Repeat each record exactly. Any picture gets left out.
● ● ● ●
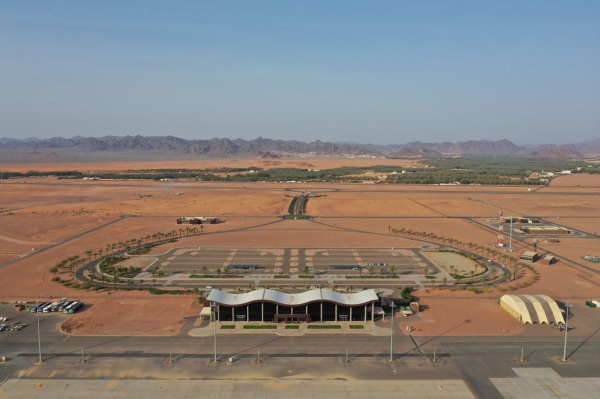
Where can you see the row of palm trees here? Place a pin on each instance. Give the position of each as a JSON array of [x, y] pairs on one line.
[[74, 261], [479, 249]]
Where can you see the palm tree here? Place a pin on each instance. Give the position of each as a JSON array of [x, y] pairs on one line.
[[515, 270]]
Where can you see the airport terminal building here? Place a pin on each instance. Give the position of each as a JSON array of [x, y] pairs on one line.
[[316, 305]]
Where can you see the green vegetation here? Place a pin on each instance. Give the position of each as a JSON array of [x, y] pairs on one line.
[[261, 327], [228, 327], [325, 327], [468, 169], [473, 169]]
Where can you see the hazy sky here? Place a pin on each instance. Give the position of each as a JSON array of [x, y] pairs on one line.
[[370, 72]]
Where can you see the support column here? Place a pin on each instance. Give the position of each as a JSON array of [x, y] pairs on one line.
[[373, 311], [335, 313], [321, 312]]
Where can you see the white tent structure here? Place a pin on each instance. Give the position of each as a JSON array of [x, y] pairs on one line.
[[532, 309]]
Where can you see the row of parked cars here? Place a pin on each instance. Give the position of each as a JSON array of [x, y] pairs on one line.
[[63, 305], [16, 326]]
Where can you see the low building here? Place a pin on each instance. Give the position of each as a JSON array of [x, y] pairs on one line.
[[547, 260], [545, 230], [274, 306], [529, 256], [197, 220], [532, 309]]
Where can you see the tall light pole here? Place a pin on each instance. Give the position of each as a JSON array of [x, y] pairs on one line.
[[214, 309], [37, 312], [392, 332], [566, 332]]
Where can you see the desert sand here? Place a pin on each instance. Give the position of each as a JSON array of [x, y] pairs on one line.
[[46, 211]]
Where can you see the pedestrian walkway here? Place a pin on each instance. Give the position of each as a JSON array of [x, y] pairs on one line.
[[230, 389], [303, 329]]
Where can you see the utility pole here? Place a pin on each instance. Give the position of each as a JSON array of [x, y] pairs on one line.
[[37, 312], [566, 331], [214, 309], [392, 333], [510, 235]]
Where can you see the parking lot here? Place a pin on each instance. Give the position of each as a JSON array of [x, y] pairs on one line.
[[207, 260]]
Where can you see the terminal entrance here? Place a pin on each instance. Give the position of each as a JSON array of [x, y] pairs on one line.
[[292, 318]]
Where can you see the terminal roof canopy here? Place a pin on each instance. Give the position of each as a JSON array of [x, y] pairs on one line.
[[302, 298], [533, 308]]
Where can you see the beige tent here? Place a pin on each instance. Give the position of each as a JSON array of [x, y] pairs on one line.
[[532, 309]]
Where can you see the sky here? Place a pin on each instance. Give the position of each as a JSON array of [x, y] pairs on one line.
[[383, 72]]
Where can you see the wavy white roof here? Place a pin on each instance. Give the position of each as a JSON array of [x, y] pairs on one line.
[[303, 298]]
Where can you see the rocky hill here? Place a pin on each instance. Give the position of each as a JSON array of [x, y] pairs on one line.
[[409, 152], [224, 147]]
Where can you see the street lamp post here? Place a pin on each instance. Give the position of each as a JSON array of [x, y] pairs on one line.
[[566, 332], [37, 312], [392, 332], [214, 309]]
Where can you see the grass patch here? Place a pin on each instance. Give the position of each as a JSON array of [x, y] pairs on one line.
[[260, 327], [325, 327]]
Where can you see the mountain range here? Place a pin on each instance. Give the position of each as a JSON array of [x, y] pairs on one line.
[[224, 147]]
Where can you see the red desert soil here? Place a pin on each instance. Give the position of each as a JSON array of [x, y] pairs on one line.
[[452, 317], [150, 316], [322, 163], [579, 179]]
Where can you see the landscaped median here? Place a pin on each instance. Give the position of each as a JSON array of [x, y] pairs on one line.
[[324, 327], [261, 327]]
● ● ● ●
> **RESULT FOR THIS TASK**
Where can you see the row of palm trees here? Place a pin on each instance. Give the position of each as a JSON array of [x, y] pairs on one line.
[[74, 261], [479, 249]]
Where can you see the palm tree here? Place a pin on each instance. Give the position of each as a JSON array of [x, y] pairs on one line.
[[515, 270]]
Where can you see the airport terminal building here? Place a pin on each instance. Give the position of each as a JSON array of [x, y] pairs on one line.
[[316, 305]]
Where can you see the green vegetation here? Place a pin on each instance. Give the position of each as a JSON array of [x, y] pairs on one line.
[[261, 327], [228, 327], [325, 327], [468, 169], [473, 169]]
Where can you see the hazy sky here? Place a pin on each instance. Give the position of each as a JSON array of [x, y] pairs on one line.
[[370, 72]]
Where can you see the support column here? Place a pin on each instance. Give the position of each as a JSON array of [x, y] pairs on one line.
[[373, 311], [335, 313], [321, 312]]
Where can you see the white tent structure here? Place a pin on each instance. Give the position of each as a JSON array of [x, y] pairs on one line.
[[532, 309]]
Where can you see the row of parked cars here? Place a pin on each instance. Give the position of each as a JSON array of [x, y] pairs on one line.
[[63, 305], [16, 326]]
Where can you see the low building here? Place a pin on each instance. Give the position of each as a JSON array of [x, y] pairs on one line.
[[547, 260], [545, 230], [274, 306], [529, 256], [197, 220], [532, 309]]
Where can you see the tall light pole here? Place a pin on each instance. Give the position of each as a JSON array of [x, y] pairs on one line.
[[214, 309], [37, 312], [392, 332], [566, 332]]
Where can you see the desert sand here? Place a pin on each instance. Give the position of each as a JSON array of [x, y] pairs on one line.
[[46, 211]]
Where can you see the pedestrian walkway here? Place a pin on each instance. Give the position of each as a JSON array of [x, y] pairs on one line.
[[230, 389], [303, 329]]
Where can you see the utility pole here? Place a pin on each instance. Give the position of each as a JSON array of [x, y] pairs on one line.
[[37, 312], [566, 331], [214, 309], [392, 333], [510, 235]]
Where can you see the parking lot here? Place a pin on each instance. Give the position of each as a JSON array of [x, y] pairs on one line.
[[207, 260]]
Where can you see the terminal entrance here? Place a pin on each instance. Give the position of each as a JSON array of [x, y] pairs on one line.
[[292, 318]]
Where can you see the terminal roof canopy here? Place a pin on each instance. Give the position of each as a JSON array of [x, y] pairs on one line.
[[302, 298], [533, 308]]
Where can you see the beige tent here? Place a pin on each instance. Give the position of each as a JSON array of [x, y] pairs on one line.
[[532, 309]]
Where can you see the sky here? Place a pin on each instance. Give the position of each as a JSON array of [x, y] pairs on one line.
[[383, 72]]
Where can you see the wavy white roof here? Place a pin on each instance. Give the position of each as a JSON array of [x, y] pairs on one line.
[[303, 298]]
Where can you see the rocky hill here? Place a pin on each instance. Give the position of each as a JSON array of [x, y] pairs on one line.
[[409, 152], [224, 147]]
Where can you see the street lamp post here? Place a pin on each instance. Give the position of each as a JSON array of [x, y] pairs on one line.
[[566, 332], [37, 312], [392, 332], [214, 309]]
Where can you see the grass patch here? Place a pin on each instance. Give the position of each as a JSON array of [x, y] pairs on one line.
[[260, 327], [325, 327]]
Where can you see the mountain range here? Place a pin on each instance. Give the position of each as a JSON array of [x, y] pairs on one line.
[[224, 147]]
Where can you see the red desert soil here? Place a pin on each instance. Give the position of each as a JSON array of [x, y] pairs on one line.
[[452, 317], [150, 316], [322, 163], [579, 179]]
Where can you see the landscaped median here? Place a pin on each instance. Give the position of each as a JSON array of [x, y] pairs on one line.
[[324, 327], [261, 327]]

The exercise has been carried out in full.